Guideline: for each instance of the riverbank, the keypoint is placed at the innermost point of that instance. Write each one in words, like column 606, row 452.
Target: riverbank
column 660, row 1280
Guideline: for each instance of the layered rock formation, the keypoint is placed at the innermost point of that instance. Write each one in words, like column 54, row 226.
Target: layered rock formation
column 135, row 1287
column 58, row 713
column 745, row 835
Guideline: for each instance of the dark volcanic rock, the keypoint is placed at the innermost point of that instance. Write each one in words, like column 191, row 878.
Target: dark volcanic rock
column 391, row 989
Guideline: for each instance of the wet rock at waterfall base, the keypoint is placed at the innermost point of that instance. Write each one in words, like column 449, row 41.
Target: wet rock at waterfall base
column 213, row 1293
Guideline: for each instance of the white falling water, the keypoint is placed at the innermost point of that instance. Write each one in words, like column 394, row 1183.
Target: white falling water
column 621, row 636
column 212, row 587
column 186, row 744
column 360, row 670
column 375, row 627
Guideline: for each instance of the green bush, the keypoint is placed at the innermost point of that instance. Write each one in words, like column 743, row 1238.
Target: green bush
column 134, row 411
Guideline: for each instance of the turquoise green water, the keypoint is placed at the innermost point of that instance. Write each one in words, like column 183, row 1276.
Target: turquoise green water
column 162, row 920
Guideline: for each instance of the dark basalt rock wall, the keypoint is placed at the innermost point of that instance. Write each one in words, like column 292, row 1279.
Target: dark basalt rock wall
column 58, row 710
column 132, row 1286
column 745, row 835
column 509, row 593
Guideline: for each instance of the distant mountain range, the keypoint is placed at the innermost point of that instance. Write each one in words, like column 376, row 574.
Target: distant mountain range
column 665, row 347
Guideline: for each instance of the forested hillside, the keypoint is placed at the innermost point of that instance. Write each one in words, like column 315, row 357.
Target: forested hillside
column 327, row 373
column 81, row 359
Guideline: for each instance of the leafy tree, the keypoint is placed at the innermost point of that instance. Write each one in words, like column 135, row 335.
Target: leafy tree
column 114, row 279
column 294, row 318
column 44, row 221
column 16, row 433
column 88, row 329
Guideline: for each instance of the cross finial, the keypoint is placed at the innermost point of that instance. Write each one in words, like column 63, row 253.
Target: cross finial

+===+

Can you recast every line of the records above as a numbered list, omitting any blank lines?

Answer:
1. Guideline: for each instance of the riverbank, the keypoint is placed at the innermost point of that instance. Write each one in words, like column 606, row 452.
2. Target: riverbank
3. column 660, row 1280
4. Guideline: for each instance of the layered rock formation, the keypoint is placed at the innermost point of that instance. Write each one in words, like column 54, row 226.
5. Target: layered rock formation
6. column 135, row 1287
7. column 58, row 713
8. column 745, row 835
9. Guideline: for each instance of the dark volcanic rock, the keypoint is placed at the innermost point of that instance. Write each one in words, like column 191, row 878.
10. Target: dark volcanic rock
11. column 391, row 989
12. Guideline: for each instance of the wet rock at waterfall base, the keypoint is placed at the innermost point of that instance. Write each one in words, like column 449, row 41.
13. Target: wet rock at waterfall base
14. column 213, row 1293
15. Guideline: for each instance of the white falling water, the keypoint is placed at the innermost point of that instance. Write each one in words, like column 394, row 1183.
16. Target: white falling water
17. column 621, row 636
18. column 212, row 587
19. column 186, row 744
20. column 360, row 670
21. column 375, row 627
22. Guideline: for each instance of the green bush, the keypoint is placed at the innermost point of that instance. Write each one in words, like column 743, row 1238.
23. Target: green bush
24. column 134, row 411
25. Guideline: for each instance of the turquoise green water, the keypoint is placed at the innermost point of that instance. Write each one in words, like column 183, row 1276.
26. Target: turquoise green water
27. column 162, row 920
28. Guideline: for each instance of the dark basalt rock wall, the keypoint is placed at the innermost point of that instance. Write each one in words, like column 292, row 1279.
29. Target: dark basalt rock wall
30. column 58, row 710
31. column 132, row 1286
32. column 745, row 835
33. column 509, row 593
34. Guideline: for each instance of the distant mountain range, the keypoint is placed at the innermost point of that instance. Write each one in words, like column 376, row 574.
35. Target: distant mountain range
36. column 665, row 347
37. Guideline: for each instance of the forested hillside, the keypoint is placed at the innermost point of that instance. Write each one in words, like column 315, row 357.
38. Target: forested hillside
39. column 327, row 373
40. column 81, row 359
41. Guideline: for each instance of the leafy tree, the keypoint is placed at the innermost point of that instance. Write each one in words, like column 135, row 335.
42. Target: leafy tree
43. column 114, row 279
44. column 294, row 318
45. column 44, row 221
46. column 16, row 433
47. column 88, row 329
48. Guideline: for each instance of the cross finial, the keypoint is placed at the innermost point of that instance. Write each one in words, like column 63, row 253.
49. Target: cross finial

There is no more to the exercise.